FRAGMENTO DE ORIGEN:
☆ ☆ ☆ ☆

Éste es el caso de SPQR: una historia de la antigua Roma (Crítica, 2016) que, en sus casi setecientas páginas ofrece un panorama bastante completo del periodo que va desde la fundación mítica de Roma por Rómulo y Remo, hasta la concesión de la ciudadanía romana a todos los habitantes del Imperio por parte de Caracalla en el año 212 d.C.

La elección de este paréntesis de 1.000 años no es casual, ya que Mary Beard hace pivotar el libro entre otras cuestiones, en la visión y relación que los romanos tenían de sí mismos, de su misión en el mundo, de cómo se relacionaban con el resto de pueblos o de cómo organizaban sus instituciones para poder garantizar el gobierno y explotación de los territorios conquistados.

☆ ☆ ☆ ☆

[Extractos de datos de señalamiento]
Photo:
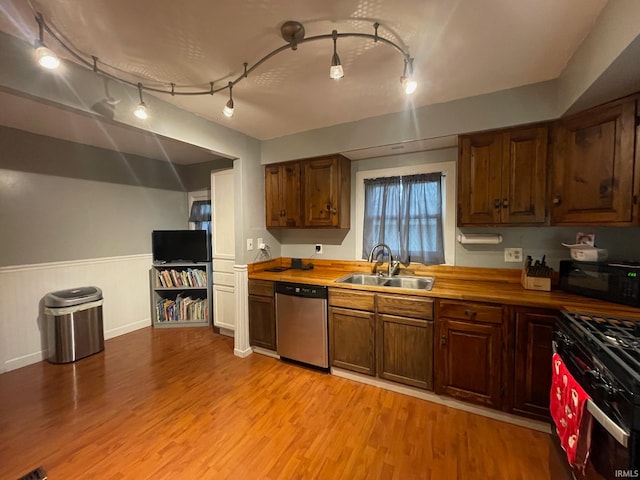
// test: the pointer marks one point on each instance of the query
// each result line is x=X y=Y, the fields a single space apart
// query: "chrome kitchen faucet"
x=394 y=265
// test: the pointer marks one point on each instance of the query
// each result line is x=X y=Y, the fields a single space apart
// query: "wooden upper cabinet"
x=309 y=193
x=282 y=192
x=326 y=192
x=502 y=177
x=594 y=168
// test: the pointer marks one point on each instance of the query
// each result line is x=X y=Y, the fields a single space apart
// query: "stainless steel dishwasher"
x=301 y=323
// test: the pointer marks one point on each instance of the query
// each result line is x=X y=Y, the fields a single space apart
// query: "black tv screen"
x=180 y=246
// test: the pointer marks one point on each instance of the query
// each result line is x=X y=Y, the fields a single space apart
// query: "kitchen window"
x=411 y=209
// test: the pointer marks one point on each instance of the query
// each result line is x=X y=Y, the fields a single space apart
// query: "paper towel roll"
x=480 y=238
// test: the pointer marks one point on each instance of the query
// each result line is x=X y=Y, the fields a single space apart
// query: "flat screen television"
x=180 y=246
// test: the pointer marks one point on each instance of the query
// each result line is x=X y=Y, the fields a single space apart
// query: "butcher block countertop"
x=451 y=282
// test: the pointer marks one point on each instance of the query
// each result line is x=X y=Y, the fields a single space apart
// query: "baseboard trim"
x=131 y=327
x=265 y=352
x=242 y=353
x=441 y=400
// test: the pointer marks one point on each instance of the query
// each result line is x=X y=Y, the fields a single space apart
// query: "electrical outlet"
x=513 y=255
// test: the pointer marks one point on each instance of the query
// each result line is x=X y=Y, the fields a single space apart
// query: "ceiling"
x=461 y=48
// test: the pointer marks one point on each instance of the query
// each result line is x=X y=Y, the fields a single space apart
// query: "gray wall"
x=49 y=218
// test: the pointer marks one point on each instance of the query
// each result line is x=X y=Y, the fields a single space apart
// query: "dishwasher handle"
x=301 y=290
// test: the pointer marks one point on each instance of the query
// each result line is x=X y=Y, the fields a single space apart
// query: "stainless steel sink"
x=363 y=279
x=412 y=283
x=417 y=283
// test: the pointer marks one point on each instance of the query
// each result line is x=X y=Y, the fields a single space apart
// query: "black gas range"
x=602 y=352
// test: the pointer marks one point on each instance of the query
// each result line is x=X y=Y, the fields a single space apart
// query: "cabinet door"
x=272 y=195
x=405 y=352
x=533 y=336
x=282 y=195
x=594 y=167
x=352 y=340
x=468 y=361
x=326 y=193
x=262 y=322
x=479 y=179
x=524 y=175
x=290 y=194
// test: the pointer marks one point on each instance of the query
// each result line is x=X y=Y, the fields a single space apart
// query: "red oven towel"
x=568 y=400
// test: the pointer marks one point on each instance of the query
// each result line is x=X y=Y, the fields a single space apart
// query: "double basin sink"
x=413 y=283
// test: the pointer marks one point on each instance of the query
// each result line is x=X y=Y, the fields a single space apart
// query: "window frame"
x=448 y=170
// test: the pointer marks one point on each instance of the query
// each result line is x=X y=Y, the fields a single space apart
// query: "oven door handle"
x=617 y=432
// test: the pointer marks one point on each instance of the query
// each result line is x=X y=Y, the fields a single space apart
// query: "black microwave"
x=611 y=281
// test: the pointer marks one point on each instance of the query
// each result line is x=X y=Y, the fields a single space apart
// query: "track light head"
x=45 y=57
x=336 y=72
x=141 y=109
x=409 y=84
x=228 y=108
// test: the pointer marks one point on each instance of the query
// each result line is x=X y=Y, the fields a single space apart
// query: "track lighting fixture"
x=408 y=82
x=292 y=32
x=46 y=58
x=336 y=71
x=141 y=109
x=228 y=108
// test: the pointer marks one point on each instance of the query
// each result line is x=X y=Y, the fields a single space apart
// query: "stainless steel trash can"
x=74 y=323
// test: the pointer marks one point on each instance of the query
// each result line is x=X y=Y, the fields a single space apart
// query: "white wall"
x=125 y=286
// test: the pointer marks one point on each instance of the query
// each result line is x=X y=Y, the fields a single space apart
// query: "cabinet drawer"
x=262 y=288
x=405 y=306
x=478 y=312
x=351 y=299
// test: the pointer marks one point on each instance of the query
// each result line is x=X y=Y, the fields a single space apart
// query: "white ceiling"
x=461 y=48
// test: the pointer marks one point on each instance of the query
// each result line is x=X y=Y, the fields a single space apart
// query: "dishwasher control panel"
x=301 y=290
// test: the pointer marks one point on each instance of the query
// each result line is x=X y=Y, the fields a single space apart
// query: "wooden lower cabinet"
x=405 y=352
x=262 y=315
x=352 y=340
x=469 y=352
x=390 y=336
x=532 y=380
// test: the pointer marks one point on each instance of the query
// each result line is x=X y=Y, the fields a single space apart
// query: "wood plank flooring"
x=177 y=404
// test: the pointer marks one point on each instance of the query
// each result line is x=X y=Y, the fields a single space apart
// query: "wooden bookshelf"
x=181 y=294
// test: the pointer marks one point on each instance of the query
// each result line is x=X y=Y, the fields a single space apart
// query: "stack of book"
x=181 y=278
x=182 y=309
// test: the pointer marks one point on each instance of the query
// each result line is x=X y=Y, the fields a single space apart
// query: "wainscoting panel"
x=125 y=287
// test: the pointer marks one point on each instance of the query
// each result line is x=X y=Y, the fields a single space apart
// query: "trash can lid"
x=72 y=296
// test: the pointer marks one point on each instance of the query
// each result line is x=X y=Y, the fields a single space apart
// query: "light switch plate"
x=513 y=254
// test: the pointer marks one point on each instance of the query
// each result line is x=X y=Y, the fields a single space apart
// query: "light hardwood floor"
x=177 y=404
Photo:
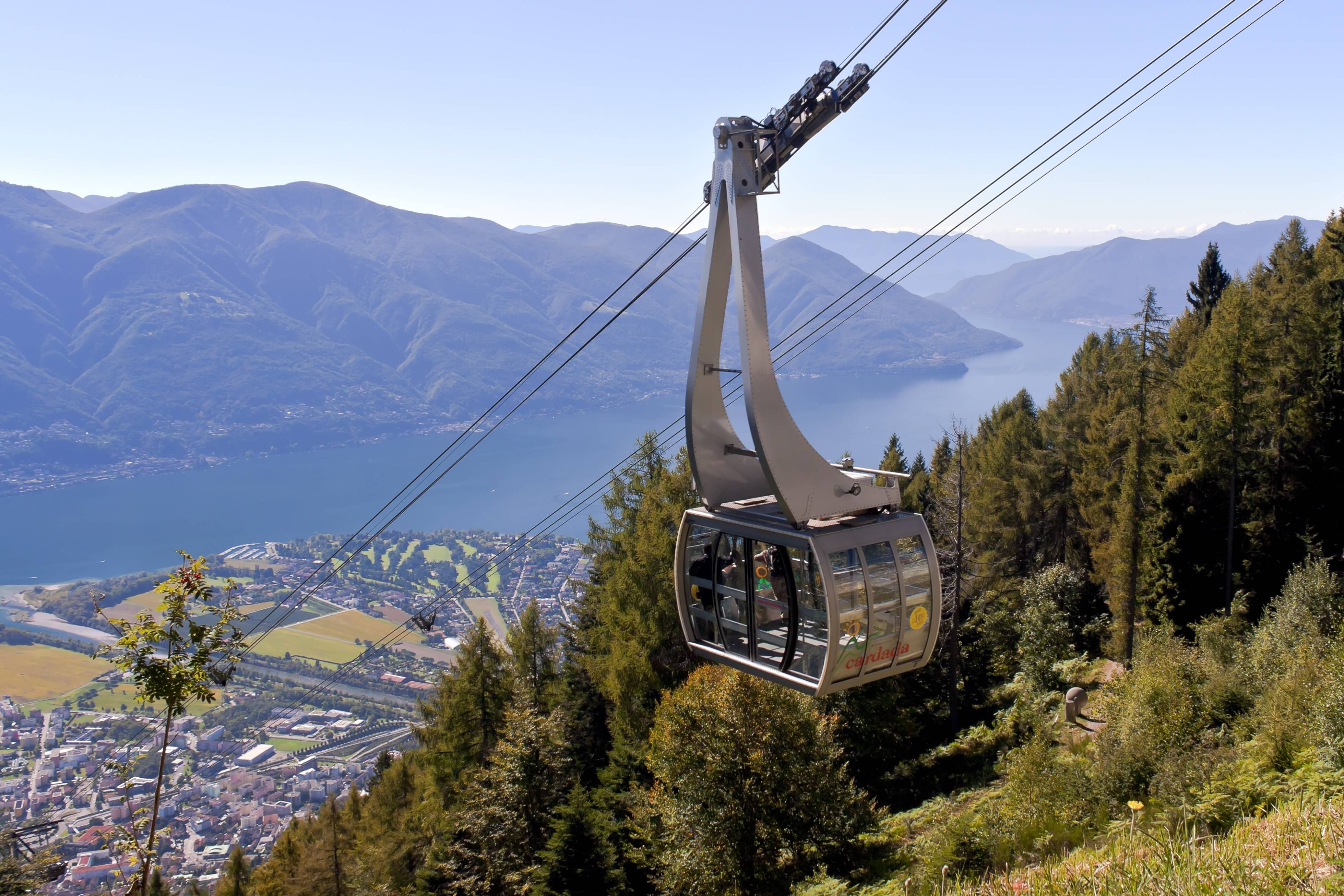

☆ ☆ ☆ ☆

CONJUNTO DE TAREAS:
(1) Vuelve a escribir el fragmento sobre la historia de Roma desde "La elección de" hasta "los territorios conquistados.", ambos incluidos.
(2) Muestra, copiadas sin cambios, todas las filas que contienen la palabra "towel".
Las filas no guardan ninguna relación con el fragmento.

RESULTADOS:
(1)
La elección de este paréntesis de 1.000 años no es casual, ya que Mary Beard hace pivotar el libro entre otras cuestiones, en la visión y relación que los romanos tenían de sí mismos, de su misión en el mundo, de cómo se relacionaban con el resto de pueblos o de cómo organizaban sus instituciones para poder garantizar el gobierno y explotación de los territorios conquistados.

(2)
// query: "paper towel roll"
// query: "red oven towel"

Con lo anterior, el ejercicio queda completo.